---- Page excerpt

Note: This preview was not sanctioned or supported by Intel in any way.

I still remember hearing about Intel's tick-tock cadence and not having much faith that the company could pull it off. Granted Intel hasn't given us a new chip every 12 months on the dot, but more or less there's something new every year. Every year we either get a new architecture on an established process node (tock), or a derivative architecture on a new process node (tick). The table below summarizes what we've seen since Intel adopted the strategy:

Intel's Tick-Tock Cadence
Microarchitecture Process Node Tick or Tock Release Year
Conroe/Merom 65nm Tock 2006
Penryn 45nm Tick 2007
Nehalem 45nm Tock 2008
Westmere 32nm Tick 2010
Sandy Bridge 32nm Tock 2011
Ivy Bridge 22nm Tick 2012
Haswell 22nm Tock 2013

Last year was a big one. Sandy Bridge brought a Conroe-like increase in performance across the board thanks to a massive re-plumbing of Intel's out-of-order execution engine and other significant changes to the microarchitecture. If you remember Conroe (the first Core 2 architecture), what followed it was a relatively mild upgrade called Penryn that gave you a little bit in the way of performance and dropped power consumption at the same time.

Ivy Bridge, the tick that follows Sandy Bridge, would typically be just that: a mild upgrade that inched performance ahead while dropping power consumption. Intel's microprocessor ticks are usually very conservative on the architecture side, which limits the performance improvement. Being less risky on the architecture allows Intel to focus more on working out the kinks in its next process node, in turn delivering some amount of tangible power reduction.

Where Ivy Bridge shakes things up is on the graphics side. For years Intel has been able to ship substandard graphics in its chipsets based on the principle that only gamers needed real GPUs and Windows ran just fine on integrated graphics. Over the past decade that philosophy required adjustment. First it was HD video decode acceleration, then GPU accelerated user interfaces and, more recently, GPU computing applications. Intel eventually committed to taking GPU performance (and driver quality) seriously, setting out on a path to significantly improve its GPUs.

--------
---- Dataset rows

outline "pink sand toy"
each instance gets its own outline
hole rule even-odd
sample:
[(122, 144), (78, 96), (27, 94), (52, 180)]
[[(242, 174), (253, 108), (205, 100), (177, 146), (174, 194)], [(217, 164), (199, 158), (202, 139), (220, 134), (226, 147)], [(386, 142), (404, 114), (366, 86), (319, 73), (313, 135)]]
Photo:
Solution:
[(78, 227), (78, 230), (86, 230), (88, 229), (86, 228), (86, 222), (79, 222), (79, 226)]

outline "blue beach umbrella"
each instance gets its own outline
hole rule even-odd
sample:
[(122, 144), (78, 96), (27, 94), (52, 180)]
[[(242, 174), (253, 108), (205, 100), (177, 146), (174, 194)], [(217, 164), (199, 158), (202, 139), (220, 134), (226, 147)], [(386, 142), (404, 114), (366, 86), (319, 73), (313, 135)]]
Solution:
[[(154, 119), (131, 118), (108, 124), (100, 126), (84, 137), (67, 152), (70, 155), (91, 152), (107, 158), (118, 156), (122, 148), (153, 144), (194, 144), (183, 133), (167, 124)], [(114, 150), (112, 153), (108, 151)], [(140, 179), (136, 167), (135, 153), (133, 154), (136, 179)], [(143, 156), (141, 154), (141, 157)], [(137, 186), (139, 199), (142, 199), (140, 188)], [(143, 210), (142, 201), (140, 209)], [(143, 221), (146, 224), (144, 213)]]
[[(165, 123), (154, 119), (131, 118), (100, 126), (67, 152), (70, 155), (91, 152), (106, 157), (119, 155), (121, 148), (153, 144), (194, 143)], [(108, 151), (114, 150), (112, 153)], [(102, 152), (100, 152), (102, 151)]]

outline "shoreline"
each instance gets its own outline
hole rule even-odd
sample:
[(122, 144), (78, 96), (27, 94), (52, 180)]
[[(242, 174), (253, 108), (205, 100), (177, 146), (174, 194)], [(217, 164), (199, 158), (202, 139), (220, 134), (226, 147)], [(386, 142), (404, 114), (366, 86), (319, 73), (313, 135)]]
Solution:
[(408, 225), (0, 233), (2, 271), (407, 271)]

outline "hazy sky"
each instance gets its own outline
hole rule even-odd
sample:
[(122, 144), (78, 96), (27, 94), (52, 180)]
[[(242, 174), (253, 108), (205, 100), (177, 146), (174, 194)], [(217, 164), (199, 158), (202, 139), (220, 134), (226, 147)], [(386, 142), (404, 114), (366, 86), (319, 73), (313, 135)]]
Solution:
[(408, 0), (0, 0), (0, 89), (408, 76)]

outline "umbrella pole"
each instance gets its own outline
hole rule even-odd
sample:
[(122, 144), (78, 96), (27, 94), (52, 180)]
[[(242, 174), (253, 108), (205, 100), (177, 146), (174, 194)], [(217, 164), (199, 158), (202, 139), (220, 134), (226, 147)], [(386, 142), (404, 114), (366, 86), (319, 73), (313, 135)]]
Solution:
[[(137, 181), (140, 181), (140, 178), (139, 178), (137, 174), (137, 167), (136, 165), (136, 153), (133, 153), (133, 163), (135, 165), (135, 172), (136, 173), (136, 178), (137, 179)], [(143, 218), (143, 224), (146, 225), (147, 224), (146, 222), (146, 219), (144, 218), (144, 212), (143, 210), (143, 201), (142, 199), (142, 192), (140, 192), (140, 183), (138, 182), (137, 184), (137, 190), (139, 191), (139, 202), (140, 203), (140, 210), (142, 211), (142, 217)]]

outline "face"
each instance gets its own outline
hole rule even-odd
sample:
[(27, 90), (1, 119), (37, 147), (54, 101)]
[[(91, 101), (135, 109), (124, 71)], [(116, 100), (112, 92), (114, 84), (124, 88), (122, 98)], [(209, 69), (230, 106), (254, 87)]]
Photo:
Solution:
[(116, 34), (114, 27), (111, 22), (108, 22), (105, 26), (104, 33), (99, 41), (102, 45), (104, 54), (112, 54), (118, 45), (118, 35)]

--------

Required work
a) In two sentences, summarize the Intel tick-tock excerpt.
b) In the Intel tick-tock excerpt, what process node does Westmere use?

Task responses
a) Under its tick-tock cadence, Intel releases either a new architecture on an established process node (a tock) or a derivative architecture on a new process node (a tick) roughly every year, and Ivy Bridge is the tick that follows Sandy Bridge. Ticks are usually conservative on the architecture side so Intel can focus on its new process node and reduce power, but Ivy Bridge shakes things up on the graphics side, where Intel has committed to significantly improving its GPUs.

b) 32nm